ACTIVITY ->
The records are set out below this line. Return exactly the lines from the one containing "Can you find the window trim" through the last, and exclude the pictures.

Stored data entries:
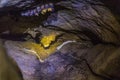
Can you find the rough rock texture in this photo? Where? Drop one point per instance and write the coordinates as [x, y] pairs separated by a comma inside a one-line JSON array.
[[95, 58]]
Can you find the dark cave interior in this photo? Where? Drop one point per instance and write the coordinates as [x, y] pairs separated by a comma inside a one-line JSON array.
[[59, 40]]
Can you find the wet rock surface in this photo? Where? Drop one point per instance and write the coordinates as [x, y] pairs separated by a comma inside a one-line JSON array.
[[94, 57]]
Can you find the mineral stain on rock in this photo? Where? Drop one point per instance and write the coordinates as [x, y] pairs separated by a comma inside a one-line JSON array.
[[78, 40]]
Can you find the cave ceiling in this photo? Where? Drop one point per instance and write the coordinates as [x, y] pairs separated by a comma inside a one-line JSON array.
[[62, 39]]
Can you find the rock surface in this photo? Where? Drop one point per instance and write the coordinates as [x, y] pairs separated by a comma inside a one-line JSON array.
[[94, 57]]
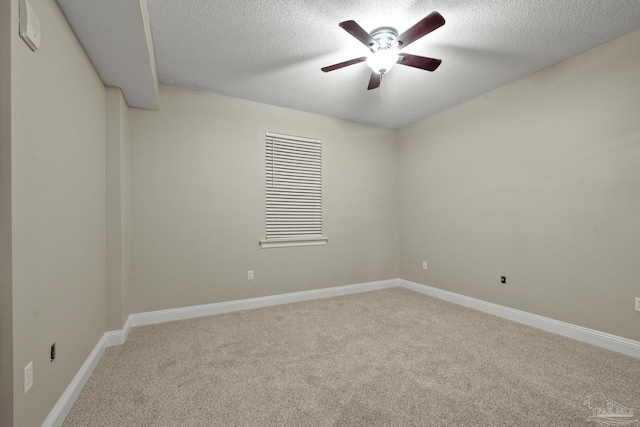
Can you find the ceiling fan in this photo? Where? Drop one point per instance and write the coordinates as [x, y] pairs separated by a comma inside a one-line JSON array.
[[385, 45]]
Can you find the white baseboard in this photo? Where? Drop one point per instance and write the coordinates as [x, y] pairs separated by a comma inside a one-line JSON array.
[[600, 339], [153, 317], [65, 403], [61, 409]]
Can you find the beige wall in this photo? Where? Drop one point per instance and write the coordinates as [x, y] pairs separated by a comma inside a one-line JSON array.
[[118, 210], [58, 196], [6, 303], [539, 181], [198, 195]]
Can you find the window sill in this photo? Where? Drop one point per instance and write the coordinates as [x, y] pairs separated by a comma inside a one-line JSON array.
[[283, 243]]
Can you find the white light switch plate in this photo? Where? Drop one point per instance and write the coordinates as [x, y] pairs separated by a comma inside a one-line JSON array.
[[29, 26], [28, 377]]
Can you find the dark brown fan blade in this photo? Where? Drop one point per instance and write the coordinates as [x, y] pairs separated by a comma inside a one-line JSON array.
[[421, 62], [374, 81], [343, 64], [358, 32], [425, 26]]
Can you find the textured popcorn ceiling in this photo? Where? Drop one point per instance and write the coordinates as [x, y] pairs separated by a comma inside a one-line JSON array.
[[271, 51]]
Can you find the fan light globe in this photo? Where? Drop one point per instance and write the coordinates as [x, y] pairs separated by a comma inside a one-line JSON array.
[[381, 61]]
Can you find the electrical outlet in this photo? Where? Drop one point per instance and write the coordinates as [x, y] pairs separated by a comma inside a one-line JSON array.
[[28, 377]]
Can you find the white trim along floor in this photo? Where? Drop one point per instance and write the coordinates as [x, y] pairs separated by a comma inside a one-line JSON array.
[[64, 404]]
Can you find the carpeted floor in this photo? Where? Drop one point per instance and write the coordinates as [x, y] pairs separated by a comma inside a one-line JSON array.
[[384, 358]]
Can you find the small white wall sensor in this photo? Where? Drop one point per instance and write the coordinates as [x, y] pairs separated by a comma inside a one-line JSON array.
[[29, 26]]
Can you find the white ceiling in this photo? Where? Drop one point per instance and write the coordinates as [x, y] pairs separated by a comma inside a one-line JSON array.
[[271, 51]]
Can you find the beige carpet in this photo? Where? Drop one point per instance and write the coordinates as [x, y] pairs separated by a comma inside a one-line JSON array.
[[384, 358]]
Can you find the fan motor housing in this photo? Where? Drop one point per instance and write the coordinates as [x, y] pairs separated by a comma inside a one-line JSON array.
[[385, 37]]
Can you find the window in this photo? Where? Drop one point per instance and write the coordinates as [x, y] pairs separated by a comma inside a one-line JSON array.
[[294, 191]]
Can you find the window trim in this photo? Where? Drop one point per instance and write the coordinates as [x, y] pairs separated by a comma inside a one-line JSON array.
[[290, 241]]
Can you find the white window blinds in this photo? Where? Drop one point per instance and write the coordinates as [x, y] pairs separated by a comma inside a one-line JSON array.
[[294, 191]]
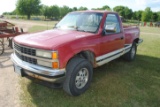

SOLUTION TO THE PROBLEM ->
Can you find the window trim in this photo? Where? Drop one point per instance and write the coordinates as [x, y] pairs separated by a comma inside a one-line JSON array.
[[290, 241]]
Can you find the white window blinds in this photo? Where? Drop one point per instance and write the coordinates as [x, y] pairs separated by a comma inside a one-line JSON array.
[[294, 191]]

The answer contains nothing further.